YOUR OBJECTIVE ▸ Pull every line of text from the data below and reproduce it unchanged, leaving out the pictures.

EXERCISE DATA ▸
--- start ---

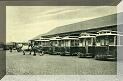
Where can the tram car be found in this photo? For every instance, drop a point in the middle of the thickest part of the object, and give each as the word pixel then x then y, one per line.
pixel 45 45
pixel 55 43
pixel 86 46
pixel 106 45
pixel 69 45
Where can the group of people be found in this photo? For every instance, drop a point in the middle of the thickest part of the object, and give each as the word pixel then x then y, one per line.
pixel 30 47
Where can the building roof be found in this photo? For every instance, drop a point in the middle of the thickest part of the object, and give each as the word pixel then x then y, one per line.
pixel 104 21
pixel 100 22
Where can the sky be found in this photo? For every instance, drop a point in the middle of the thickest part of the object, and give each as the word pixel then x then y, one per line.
pixel 25 22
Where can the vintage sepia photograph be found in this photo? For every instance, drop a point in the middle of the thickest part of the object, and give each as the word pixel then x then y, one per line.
pixel 61 40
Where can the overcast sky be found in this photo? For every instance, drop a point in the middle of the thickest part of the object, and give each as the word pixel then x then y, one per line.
pixel 26 22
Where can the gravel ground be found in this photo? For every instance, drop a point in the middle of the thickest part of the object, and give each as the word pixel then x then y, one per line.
pixel 19 64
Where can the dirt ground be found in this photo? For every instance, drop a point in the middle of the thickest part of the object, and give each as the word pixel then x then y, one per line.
pixel 19 64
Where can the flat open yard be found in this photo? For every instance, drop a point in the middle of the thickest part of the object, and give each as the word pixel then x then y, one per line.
pixel 17 63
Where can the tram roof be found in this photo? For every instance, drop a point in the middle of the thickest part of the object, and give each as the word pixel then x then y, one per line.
pixel 55 38
pixel 70 38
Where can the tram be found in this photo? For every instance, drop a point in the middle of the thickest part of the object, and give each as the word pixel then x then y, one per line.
pixel 106 45
pixel 55 45
pixel 69 45
pixel 86 46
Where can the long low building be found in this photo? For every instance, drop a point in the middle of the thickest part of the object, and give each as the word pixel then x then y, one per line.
pixel 108 22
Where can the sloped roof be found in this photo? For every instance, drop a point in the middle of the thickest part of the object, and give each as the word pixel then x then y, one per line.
pixel 99 22
pixel 104 21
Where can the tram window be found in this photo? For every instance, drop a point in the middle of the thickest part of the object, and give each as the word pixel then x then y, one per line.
pixel 111 40
pixel 89 41
pixel 72 42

--- end ---

FINISHED EXERCISE ▸
Where can the tram car be found in this photo? For every instance, drop a point in the middle of the thickest part of the object, and give each as the word pixel then x then y, one per line.
pixel 45 45
pixel 55 43
pixel 86 46
pixel 106 45
pixel 69 45
Where can the group of people be found in this photo? For every instance, drop a point in the middle of the thickest part of the object, and give each as the word pixel then x then y, one per line.
pixel 30 47
Where can the building roof be found in this photo? For every instance, drop a point in the middle of the thickest part of the object, and give each as the word pixel then x then y, one per line.
pixel 104 21
pixel 100 22
Where can the sky be found in this photo? For every instance, drop a point in the middle of the thickest part of the object, and give each as the word pixel then x then y, one per line.
pixel 25 22
Where can the vintage sepia photograph be found in this photo? For every instance, drop a point in the middle of the thickest part of the object, and give each as the word pixel then x then y, one per line.
pixel 61 40
Where can the overcast sky be found in this photo? For every instance, drop a point in the middle of the thickest part of the object, and give each as the word pixel then x then y, one per line.
pixel 26 22
Where can the gravel ground be found in this photo? For every instance, drop a point in the middle of the thickest part of the object, and give each as the word pixel then x then y, one per line.
pixel 19 64
Where can the dirt ground be found in this photo? For every instance, drop a point in the middle of the thickest part of the object, and give each as the word pixel then x then y, one per line.
pixel 19 64
Where can the flat open yard be found in this photo? For every instance, drop a point in the middle of the thickest part of the object, and give each as the word pixel then x then y, one per line.
pixel 17 63
Where can the tram roof be found in this photo? For every instance, drop a point in the middle of the thickest part of the object, and give each as the word pixel then x then y, one per line.
pixel 55 38
pixel 70 38
Where can the tram be found in this photo? For every instance, drop a point in the middle of the thickest part of the object, and give each as the word pixel then x then y, one per line.
pixel 106 45
pixel 55 45
pixel 69 45
pixel 86 46
Where can the long low building be found in this photo? For every instance, drop a point in the middle of the thickest part of the object, and give each as the word pixel then x then y, one per line.
pixel 108 22
Where can the sloped roof be found in this photo? For every instance, drop a point in the middle of the thickest part of the object, and give each as the word pixel then x then y, one per line.
pixel 99 22
pixel 104 21
Where can the tram window be found in this photo? For every instance, drop a point in the middle of the thickest part of the object, and give each as the word pixel then x then y, one per line.
pixel 111 40
pixel 89 41
pixel 72 42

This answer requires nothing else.